===== TEXTAUSZUG =====

Gleichwohl hat selbst dieser Zug einer in unseren Augen barbarischen Kriegsführung einen ambivalenten Charakter. Denn in einem sogenannten Heldenlied wird ein ungenannter assyrischer Herrscher, wahrscheinlich Tiglatpileser I. (1114–1067 v. Chr.), dafür gerühmt, dass er solche Grausamkeiten begeht: „Er zerfetzte das Innere der Schwangeren, durchbohrte die Schwachen. Ihren Mächtigen schnitt er die Hälse ab.“ “He slits the wombs of pregnant women; he blinds the infants; / He cuts the throats of their strong ones.”46 Wie bei den Vorwürfen gegen Aramäer und Philister kommt es darauf an, aus welchem Blickwinkel man das Geschehen betrachtet. Kriegsgräuel erscheinen sowohl als Klage der Unterlegenen als auch als Selbstruhm der Sieger.
Wird die Härte der Kriegsführung wie hier aus der Perspektive der Opfer heraus kritisiert, tritt ein Effekt ein, den wir schon bei der Damaskusstrophe beobachten konnten. Dort wurde den Aramäern vorgeworfen, dass „sie Gilead mit eisernen Dreschschlitten gedroschen“ hätten (V. 3). Wenn solches „Dreschen“ als Vorwurf gegen ein anderes Volk erhoben wird, trifft dies dann nicht auch Israel selbst (vgl. (Jes 41,15; Mi 4,13)? Dasselbe gilt auch für den Vorwurf, Schwangeren den Bauch aufzuschlitzen. Wenn der israelitische König Menahem nach einer Notiz in 2 Kön 15,16 im Kampf um den Thron die Frauen der eroberten Stadt Tifsach aufschlitzen ließ, handelt er genauso verwerflich wie eines der Nachbarvölker.

=====

ZU LÖSENDE AUFGABE> Gib aus dem Auszug über Kriegsgräuel den Abschnitt von „Wird die Härte“ bis „eines der Nachbarvölker.“ erneut wieder und tausche dabei „Damaskusstrophe“ gegen „Gazastrophe“ aus.

===== GEGEBENE ANGABEN =====

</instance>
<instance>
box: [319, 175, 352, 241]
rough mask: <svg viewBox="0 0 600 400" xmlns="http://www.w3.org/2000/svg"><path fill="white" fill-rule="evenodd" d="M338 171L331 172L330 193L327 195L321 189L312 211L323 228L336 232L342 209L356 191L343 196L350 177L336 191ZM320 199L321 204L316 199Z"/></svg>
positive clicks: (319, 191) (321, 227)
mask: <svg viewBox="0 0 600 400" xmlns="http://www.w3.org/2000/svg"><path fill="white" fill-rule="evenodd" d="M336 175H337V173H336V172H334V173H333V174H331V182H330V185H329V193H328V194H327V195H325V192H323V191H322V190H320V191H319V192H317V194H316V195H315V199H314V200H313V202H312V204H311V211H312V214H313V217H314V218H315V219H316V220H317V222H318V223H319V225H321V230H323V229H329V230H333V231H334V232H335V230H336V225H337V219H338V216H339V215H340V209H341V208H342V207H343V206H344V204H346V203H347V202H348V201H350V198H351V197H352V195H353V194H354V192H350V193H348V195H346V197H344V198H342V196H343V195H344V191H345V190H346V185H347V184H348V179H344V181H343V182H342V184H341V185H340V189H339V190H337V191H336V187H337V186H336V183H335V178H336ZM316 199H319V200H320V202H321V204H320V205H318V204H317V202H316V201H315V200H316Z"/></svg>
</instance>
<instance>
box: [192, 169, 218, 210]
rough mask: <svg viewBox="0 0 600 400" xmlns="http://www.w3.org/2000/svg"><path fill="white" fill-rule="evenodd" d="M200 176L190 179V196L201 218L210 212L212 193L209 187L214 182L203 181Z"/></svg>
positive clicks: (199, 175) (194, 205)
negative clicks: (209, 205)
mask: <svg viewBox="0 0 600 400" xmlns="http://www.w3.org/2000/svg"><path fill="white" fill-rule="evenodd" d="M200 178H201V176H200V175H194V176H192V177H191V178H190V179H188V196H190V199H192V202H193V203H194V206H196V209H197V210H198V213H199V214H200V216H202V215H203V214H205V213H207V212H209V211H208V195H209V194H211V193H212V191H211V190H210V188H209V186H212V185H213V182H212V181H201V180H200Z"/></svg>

=====

SCHRIFTLICHE ANTWORT>
Wird die Härte der Kriegsführung wie hier aus der Perspektive der Opfer heraus kritisiert, tritt ein Effekt ein, den wir schon bei der Gazastrophe beobachten konnten. Dort wurde den Aramäern vorgeworfen, dass „sie Gilead mit eisernen Dreschschlitten gedroschen“ hätten (V. 3). Wenn solches „Dreschen“ als Vorwurf gegen ein anderes Volk erhoben wird, trifft dies dann nicht auch Israel selbst (vgl. (Jes 41,15; Mi 4,13)? Dasselbe gilt auch für den Vorwurf, Schwangeren den Bauch aufzuschlitzen. Wenn der israelitische König Menahem nach einer Notiz in 2 Kön 15,16 im Kampf um den Thron die Frauen der eroberten Stadt Tifsach aufschlitzen ließ, handelt er genauso verwerflich wie eines der Nachbarvölker.